→ **Written task**:
Write each line exactly, from the line that holds "Could you point at the hazy" through the final line of the material, and no other line.

#### Supplied records ####

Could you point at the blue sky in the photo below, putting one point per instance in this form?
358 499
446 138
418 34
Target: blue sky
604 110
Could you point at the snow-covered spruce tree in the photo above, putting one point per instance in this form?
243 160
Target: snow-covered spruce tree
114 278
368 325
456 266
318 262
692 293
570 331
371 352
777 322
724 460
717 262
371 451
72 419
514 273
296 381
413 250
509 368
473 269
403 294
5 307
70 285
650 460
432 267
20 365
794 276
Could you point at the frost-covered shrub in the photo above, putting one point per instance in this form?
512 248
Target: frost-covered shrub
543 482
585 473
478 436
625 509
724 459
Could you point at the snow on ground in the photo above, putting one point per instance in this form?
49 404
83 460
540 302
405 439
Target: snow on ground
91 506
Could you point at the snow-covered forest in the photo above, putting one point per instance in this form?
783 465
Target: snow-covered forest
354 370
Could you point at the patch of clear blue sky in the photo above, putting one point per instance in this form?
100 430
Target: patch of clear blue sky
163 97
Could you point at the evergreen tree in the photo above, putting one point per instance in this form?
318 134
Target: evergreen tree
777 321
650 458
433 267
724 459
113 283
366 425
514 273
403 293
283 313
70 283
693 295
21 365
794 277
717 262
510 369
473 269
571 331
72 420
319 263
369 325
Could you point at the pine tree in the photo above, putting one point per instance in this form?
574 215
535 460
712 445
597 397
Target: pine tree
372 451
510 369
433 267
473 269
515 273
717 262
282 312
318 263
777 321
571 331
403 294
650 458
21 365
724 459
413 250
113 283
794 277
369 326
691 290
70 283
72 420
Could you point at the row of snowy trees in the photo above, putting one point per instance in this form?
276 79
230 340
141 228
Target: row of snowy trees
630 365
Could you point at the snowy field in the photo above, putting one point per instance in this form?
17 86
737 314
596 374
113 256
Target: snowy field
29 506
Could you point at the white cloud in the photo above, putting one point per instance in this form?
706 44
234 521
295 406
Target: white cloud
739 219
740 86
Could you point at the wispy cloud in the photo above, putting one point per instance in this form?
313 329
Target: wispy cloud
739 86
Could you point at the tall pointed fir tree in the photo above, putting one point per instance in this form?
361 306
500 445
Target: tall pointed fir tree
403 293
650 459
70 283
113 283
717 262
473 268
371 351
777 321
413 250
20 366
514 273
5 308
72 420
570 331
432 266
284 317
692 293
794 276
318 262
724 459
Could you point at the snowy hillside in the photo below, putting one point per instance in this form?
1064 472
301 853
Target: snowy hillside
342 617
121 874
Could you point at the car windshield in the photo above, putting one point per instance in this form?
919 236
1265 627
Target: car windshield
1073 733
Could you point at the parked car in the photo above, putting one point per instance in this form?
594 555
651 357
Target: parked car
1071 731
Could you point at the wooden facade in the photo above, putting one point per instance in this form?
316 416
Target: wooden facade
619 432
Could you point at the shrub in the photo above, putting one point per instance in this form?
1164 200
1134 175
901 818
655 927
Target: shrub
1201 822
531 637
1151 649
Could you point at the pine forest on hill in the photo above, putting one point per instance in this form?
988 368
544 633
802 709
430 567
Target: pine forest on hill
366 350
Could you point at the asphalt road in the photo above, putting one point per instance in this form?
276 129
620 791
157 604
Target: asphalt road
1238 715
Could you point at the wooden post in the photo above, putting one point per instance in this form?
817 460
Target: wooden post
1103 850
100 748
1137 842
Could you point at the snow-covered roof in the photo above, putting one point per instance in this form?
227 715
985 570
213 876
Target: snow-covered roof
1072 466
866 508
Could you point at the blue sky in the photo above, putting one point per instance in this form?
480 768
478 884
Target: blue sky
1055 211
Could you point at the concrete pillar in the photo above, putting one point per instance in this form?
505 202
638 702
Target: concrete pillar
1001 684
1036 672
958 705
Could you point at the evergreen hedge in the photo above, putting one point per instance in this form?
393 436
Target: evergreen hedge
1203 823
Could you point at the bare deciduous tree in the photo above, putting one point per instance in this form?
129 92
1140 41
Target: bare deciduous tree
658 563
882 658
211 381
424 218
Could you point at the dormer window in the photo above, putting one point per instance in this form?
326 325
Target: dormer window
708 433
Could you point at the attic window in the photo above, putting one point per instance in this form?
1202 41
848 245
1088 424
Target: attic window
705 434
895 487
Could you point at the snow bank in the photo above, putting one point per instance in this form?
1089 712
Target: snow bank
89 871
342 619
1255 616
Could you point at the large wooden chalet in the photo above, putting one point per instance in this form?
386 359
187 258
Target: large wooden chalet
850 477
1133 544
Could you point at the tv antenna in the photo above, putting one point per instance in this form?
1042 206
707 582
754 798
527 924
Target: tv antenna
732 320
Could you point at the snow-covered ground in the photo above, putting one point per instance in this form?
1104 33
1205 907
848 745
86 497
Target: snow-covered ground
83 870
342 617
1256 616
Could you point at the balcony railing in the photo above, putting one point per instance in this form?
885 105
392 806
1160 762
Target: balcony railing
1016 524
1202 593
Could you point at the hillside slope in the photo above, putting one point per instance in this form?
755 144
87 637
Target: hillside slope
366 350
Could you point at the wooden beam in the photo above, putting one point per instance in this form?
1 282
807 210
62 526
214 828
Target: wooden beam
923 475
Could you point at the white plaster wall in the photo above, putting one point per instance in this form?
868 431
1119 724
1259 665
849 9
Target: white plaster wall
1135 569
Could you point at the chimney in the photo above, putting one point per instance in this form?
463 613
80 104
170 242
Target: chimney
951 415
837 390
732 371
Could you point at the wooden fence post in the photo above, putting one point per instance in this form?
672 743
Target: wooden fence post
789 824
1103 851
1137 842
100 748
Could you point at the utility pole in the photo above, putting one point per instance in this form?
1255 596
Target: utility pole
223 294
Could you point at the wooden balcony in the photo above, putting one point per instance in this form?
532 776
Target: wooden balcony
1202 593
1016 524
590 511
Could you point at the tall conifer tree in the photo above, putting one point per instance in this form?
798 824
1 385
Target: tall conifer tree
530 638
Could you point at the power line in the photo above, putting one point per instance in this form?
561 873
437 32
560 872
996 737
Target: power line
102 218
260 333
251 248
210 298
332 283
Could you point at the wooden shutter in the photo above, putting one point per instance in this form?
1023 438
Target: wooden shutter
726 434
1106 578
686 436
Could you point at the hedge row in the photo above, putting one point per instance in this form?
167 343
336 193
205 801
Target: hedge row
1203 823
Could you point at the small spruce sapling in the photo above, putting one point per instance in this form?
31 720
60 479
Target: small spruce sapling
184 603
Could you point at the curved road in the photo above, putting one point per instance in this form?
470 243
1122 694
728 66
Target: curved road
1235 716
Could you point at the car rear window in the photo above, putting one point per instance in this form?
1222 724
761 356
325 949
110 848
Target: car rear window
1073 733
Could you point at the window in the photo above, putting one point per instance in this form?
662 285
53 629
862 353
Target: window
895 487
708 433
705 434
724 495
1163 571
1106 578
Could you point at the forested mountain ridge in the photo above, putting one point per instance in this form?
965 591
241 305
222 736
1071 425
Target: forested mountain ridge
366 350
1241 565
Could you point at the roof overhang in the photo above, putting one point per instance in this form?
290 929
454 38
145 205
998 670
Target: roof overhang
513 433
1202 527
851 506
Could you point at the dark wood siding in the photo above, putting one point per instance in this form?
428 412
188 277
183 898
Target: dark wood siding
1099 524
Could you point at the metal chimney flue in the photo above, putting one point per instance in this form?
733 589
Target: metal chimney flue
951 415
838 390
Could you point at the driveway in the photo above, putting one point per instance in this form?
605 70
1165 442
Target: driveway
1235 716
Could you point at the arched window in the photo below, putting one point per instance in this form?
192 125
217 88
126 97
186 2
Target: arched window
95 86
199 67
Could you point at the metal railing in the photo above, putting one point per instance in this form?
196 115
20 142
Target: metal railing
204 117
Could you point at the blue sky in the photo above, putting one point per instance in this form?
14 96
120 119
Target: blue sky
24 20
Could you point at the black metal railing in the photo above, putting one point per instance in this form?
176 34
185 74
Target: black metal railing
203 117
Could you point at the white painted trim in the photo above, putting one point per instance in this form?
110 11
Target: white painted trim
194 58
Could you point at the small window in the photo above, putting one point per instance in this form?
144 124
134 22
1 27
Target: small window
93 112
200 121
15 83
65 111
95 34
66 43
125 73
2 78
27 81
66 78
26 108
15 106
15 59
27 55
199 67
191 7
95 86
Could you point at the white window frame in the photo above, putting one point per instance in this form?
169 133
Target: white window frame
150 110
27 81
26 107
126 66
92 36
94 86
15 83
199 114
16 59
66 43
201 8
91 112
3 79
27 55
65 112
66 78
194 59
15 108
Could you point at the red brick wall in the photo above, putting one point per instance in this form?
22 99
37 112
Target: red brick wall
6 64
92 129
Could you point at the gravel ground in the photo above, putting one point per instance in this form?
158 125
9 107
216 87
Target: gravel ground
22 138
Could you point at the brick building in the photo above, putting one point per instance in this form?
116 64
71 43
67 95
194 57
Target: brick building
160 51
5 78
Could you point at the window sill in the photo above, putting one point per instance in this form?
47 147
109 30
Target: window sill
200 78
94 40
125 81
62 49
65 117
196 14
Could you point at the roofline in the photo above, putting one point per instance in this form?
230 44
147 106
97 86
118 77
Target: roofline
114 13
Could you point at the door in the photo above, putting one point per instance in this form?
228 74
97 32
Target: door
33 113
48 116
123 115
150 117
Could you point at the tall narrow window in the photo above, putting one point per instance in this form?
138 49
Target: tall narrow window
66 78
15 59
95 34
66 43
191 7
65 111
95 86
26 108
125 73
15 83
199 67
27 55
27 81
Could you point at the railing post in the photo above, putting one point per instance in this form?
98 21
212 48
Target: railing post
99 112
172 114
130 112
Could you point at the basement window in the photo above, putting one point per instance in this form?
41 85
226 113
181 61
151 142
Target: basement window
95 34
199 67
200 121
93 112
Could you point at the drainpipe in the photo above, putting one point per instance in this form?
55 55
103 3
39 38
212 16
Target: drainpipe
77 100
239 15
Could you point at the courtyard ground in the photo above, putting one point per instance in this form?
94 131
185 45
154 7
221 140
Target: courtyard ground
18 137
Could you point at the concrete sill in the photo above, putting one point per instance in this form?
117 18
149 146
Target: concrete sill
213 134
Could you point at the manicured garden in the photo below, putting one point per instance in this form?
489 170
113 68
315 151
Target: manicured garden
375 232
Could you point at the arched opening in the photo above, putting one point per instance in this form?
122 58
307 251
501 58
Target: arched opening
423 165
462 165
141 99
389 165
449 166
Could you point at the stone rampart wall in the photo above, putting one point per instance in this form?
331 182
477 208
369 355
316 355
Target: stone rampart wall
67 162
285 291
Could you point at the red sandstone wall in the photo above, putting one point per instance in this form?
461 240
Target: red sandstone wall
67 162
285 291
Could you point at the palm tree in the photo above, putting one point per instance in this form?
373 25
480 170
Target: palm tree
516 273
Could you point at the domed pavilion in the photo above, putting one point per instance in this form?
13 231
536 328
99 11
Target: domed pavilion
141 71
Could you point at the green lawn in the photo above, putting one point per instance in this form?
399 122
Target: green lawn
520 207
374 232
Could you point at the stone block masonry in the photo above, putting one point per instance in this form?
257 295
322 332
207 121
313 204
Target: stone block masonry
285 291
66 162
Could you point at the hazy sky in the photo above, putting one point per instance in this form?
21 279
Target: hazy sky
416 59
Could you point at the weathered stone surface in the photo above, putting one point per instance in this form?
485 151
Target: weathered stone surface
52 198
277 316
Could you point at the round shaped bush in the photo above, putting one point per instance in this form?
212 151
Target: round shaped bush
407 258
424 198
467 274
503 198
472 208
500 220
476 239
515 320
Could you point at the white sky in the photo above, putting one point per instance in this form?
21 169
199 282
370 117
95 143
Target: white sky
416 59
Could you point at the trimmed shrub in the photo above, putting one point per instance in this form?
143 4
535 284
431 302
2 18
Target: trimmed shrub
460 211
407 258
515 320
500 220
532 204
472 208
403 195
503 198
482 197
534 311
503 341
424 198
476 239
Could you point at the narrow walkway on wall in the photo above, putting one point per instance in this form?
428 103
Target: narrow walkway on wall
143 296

####

→ **Reply**:
Could you point at the hazy sky in the photo above, putting one point per instance in this form?
21 279
Target: hazy sky
416 59
Could you point at the weathered stone surface in the photo above, putting one point per instance in this form?
485 151
Target: weathered stone surface
52 198
277 316
Could you point at the round shaped bush in the photo above, putting one point per instance in this form?
212 151
Target: round shaped bush
407 258
424 198
467 274
503 198
472 208
500 220
476 239
515 320
Could you point at the white sky in the photo above, putting one point per instance in this form?
21 169
199 282
370 117
95 143
Target: white sky
416 59
Could you point at the trimmed shrub in the photo above, putting one point per instance in this form?
143 4
535 284
431 302
2 18
Target: trimmed shrub
460 211
407 258
515 320
500 220
532 204
472 208
403 195
503 198
482 197
534 311
503 341
424 198
476 239
Could you point at the narrow walkway on wall in the photo above, putting one point per instance in this form?
428 103
Target: narrow walkway on wall
143 296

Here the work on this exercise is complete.